Sorry, I meant to send this the other day, but apparently left it as a draft.

I have been using a high-pass at 30 A and a low-pass at 4 - 6A depending on if I want to see individual loops moving or just larger domain motions. I don’t think signal lower than 30 A is important for our interests - maybe it could be moved to 40-60 A for a very large particle. (Note that diffraction data are usually physically high-pass filtered around this resolution by a beam stop).

2 Likes

I want to amend my previous post. I have since found that a high-pass filter prevents capturing motions connected to the presence of a complex subunit (for obvious reasons). I currently use no filters, or a conservative low-pass.

1 Like

@apunjani hello, and sorry to continue this thread but I thought my question is somehow related to understanding the results of 3D variability analysis. I remember reading somewhere (I can’t find it anymore !) that the order in which the components are outputted is related to the “importance” of the motions observed within the components, i.e. the first components contains the largest motions. Is that correct, and if yes/not could you refer me to any place in the forum or anywhere else where this was mentioned, if possible. Many thanks !!

@marino-j it’s true that the order of the components is determined by the variance of each component. However, with no estimate of the total variance, there is no way to determine what proportion of the data is explained by each component. In practice, the components seem to have very similar variance, and do not exhibit the sort of exponential decay expected in traditional, algebraic PCA.

@apunjani told me that they are working on a 2D error based measure so we can see how much is gained from each component. Something like this is badly needed IMO, right now I am justifying the consideration of specific components to reviewers just based on what I see in them. The phenomenological analysis of the components will be stronger if one could say, “the first component, explaining 70% of the variance, has the protein do X.”

The data ->
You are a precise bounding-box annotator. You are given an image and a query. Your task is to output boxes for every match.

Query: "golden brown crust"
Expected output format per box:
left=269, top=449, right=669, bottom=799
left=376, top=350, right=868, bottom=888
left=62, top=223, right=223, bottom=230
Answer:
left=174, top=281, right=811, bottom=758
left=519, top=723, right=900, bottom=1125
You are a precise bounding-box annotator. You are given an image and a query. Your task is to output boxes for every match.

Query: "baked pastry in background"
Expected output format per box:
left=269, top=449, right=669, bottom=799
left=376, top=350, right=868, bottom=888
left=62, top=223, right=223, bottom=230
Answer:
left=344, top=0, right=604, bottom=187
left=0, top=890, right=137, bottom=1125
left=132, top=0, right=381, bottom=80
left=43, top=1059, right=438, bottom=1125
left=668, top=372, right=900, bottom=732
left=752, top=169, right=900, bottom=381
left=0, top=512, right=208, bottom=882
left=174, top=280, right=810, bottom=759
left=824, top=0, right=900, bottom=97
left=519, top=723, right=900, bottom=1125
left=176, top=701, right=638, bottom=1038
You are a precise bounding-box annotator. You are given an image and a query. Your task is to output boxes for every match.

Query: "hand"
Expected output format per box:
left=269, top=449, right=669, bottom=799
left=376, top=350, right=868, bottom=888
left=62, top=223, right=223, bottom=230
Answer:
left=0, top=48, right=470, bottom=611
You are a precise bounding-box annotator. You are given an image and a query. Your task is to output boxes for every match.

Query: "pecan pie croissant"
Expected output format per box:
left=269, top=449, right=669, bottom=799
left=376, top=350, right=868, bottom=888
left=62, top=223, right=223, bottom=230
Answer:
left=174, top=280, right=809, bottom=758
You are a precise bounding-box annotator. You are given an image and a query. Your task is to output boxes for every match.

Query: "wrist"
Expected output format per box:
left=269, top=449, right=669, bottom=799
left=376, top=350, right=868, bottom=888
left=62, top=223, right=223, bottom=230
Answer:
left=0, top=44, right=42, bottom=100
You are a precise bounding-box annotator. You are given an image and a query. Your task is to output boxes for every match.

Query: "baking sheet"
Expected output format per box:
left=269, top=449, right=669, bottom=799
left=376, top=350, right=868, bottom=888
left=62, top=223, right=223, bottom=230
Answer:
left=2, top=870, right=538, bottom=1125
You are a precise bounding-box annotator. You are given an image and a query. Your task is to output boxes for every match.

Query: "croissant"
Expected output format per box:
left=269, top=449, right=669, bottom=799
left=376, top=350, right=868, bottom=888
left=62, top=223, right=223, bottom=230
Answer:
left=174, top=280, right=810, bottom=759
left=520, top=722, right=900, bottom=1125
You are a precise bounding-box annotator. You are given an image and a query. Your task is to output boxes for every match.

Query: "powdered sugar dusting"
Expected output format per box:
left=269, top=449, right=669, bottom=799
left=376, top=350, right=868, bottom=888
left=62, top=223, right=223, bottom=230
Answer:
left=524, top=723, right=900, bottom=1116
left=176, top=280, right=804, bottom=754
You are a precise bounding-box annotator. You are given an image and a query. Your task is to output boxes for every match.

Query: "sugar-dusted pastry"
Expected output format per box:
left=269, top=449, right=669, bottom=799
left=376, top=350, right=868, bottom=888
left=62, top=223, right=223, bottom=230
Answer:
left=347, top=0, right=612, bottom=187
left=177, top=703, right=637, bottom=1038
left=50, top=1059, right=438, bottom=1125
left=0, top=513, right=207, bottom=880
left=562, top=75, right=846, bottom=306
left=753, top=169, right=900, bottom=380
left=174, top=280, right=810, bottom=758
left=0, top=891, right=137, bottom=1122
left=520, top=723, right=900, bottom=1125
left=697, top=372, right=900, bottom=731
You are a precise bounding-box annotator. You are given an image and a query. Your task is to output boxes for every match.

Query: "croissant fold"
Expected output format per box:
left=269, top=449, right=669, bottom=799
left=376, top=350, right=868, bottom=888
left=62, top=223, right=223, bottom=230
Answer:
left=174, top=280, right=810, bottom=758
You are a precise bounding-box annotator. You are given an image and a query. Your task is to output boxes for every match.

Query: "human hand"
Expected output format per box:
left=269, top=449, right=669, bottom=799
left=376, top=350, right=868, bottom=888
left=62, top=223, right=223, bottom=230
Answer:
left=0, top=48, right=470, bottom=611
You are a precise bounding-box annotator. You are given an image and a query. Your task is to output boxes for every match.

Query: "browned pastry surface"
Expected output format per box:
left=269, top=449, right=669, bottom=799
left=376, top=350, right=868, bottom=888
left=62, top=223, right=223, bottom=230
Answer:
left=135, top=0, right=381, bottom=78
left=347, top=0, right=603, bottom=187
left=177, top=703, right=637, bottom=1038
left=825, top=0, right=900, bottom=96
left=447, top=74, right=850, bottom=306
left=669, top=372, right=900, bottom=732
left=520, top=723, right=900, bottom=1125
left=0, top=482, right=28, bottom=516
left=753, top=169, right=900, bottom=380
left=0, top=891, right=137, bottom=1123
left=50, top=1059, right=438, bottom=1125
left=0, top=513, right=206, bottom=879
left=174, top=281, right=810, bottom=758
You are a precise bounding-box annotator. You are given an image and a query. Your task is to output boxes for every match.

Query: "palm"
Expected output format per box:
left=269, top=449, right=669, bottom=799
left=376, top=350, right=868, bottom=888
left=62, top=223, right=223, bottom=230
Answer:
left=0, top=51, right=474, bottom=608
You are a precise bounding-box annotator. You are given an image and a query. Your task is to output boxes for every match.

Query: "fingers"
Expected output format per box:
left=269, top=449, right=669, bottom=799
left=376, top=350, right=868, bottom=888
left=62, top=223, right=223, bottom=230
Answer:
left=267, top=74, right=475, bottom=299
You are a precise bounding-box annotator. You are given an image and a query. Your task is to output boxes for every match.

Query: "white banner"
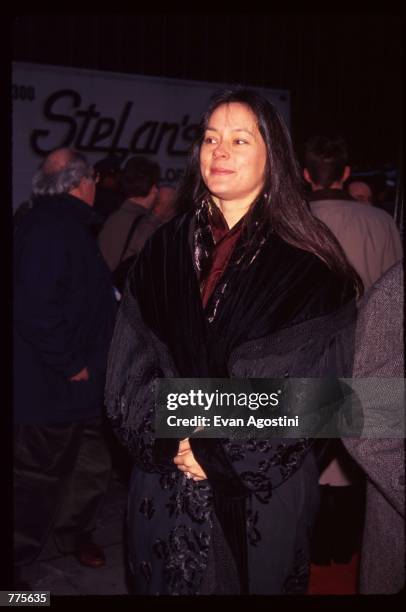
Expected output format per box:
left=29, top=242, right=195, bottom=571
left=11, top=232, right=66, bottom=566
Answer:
left=12, top=62, right=290, bottom=209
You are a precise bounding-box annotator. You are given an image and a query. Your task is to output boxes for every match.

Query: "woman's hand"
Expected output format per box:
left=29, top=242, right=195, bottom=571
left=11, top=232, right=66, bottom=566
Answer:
left=173, top=438, right=207, bottom=481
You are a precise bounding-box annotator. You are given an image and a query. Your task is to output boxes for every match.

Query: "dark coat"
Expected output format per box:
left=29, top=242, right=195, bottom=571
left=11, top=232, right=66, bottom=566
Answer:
left=343, top=263, right=405, bottom=594
left=14, top=194, right=116, bottom=424
left=106, top=215, right=355, bottom=595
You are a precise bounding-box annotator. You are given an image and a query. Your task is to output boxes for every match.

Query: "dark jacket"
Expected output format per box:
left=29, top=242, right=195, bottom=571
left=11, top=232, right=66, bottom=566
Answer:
left=14, top=194, right=116, bottom=424
left=106, top=210, right=355, bottom=595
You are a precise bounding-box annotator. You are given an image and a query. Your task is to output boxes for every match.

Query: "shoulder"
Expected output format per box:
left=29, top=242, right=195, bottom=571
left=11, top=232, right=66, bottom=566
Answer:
left=144, top=212, right=194, bottom=250
left=310, top=200, right=396, bottom=229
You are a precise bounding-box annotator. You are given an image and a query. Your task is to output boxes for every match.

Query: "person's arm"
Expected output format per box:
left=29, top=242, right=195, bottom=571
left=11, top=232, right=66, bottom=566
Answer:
left=14, top=227, right=87, bottom=379
left=98, top=212, right=123, bottom=271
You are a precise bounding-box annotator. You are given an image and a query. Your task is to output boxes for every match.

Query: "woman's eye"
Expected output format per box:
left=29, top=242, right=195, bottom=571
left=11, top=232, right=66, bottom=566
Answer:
left=203, top=136, right=216, bottom=144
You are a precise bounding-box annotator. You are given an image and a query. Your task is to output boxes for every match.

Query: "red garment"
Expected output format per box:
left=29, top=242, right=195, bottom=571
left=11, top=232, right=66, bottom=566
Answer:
left=200, top=206, right=242, bottom=308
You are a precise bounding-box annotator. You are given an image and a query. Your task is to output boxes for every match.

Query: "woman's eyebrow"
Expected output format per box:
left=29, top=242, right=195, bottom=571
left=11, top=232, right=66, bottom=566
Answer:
left=206, top=126, right=254, bottom=137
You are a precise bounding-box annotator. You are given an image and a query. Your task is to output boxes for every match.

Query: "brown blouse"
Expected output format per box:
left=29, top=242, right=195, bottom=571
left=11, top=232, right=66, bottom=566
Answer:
left=200, top=204, right=243, bottom=308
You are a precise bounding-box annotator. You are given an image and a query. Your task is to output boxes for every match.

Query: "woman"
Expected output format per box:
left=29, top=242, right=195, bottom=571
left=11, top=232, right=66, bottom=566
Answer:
left=106, top=89, right=360, bottom=595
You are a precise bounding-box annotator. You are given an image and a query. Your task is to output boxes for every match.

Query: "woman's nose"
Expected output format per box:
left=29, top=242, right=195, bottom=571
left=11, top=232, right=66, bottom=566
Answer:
left=213, top=143, right=229, bottom=159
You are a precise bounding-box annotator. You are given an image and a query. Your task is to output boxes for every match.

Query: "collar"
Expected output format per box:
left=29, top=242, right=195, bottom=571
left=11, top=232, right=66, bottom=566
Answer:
left=309, top=188, right=354, bottom=202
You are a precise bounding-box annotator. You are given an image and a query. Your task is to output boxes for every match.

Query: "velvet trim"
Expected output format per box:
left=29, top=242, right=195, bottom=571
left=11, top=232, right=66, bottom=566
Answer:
left=153, top=438, right=180, bottom=469
left=189, top=436, right=249, bottom=499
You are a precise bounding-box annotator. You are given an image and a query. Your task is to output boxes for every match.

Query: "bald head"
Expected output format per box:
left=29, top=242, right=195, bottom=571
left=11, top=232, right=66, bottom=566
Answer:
left=32, top=148, right=95, bottom=206
left=348, top=181, right=372, bottom=204
left=42, top=148, right=74, bottom=175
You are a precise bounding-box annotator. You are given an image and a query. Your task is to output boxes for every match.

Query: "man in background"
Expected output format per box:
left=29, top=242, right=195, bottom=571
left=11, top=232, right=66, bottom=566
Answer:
left=99, top=157, right=160, bottom=272
left=303, top=135, right=402, bottom=564
left=13, top=149, right=116, bottom=580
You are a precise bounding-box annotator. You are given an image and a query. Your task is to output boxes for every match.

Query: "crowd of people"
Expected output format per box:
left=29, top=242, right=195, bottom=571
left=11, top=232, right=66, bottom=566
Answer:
left=14, top=88, right=404, bottom=595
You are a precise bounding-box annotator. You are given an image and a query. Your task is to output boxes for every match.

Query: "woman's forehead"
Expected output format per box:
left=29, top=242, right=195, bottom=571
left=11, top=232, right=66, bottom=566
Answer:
left=207, top=102, right=258, bottom=129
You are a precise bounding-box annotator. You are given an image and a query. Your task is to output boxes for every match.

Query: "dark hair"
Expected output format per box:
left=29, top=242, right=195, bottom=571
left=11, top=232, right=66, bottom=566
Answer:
left=177, top=88, right=362, bottom=295
left=305, top=135, right=348, bottom=188
left=121, top=157, right=160, bottom=197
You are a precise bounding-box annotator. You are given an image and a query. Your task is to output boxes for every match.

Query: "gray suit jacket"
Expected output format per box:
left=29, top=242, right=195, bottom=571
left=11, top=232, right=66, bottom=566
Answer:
left=343, top=262, right=405, bottom=593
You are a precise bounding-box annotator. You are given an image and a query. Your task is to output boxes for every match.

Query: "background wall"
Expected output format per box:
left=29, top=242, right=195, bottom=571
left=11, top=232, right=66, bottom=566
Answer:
left=13, top=11, right=403, bottom=169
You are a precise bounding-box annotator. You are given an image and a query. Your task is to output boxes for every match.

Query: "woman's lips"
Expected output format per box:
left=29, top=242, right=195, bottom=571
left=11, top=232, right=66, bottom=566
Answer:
left=210, top=168, right=234, bottom=174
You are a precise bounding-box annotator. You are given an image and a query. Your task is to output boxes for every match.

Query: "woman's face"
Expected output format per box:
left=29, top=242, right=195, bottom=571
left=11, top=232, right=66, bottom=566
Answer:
left=200, top=102, right=266, bottom=206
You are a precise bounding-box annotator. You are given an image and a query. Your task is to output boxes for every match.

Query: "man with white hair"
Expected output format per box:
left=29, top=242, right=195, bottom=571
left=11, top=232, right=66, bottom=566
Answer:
left=14, top=149, right=116, bottom=575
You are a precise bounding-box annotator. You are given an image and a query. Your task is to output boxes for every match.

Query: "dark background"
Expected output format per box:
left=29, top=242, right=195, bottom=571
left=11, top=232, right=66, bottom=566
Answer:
left=13, top=11, right=403, bottom=170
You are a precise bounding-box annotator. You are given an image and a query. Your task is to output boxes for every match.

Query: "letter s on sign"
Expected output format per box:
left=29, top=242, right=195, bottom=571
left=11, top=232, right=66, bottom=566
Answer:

Task requirements ->
a – In the thread, write out the passage from "I want to amend" to "a conservative low-pass." again, switching "conservative" for "mild".
b – List each distinct resolution value or range, in angstroms, that the thread gives.
None of the tasks concern the lines.

Solutions per task ->
a –
I want to amend my previous post. I have since found that a high-pass filter prevents capturing motions connected to the presence of a complex subunit (for obvious reasons). I currently use no filters, or a mild low-pass.

b –
30 A
4 - 6A
40-60 A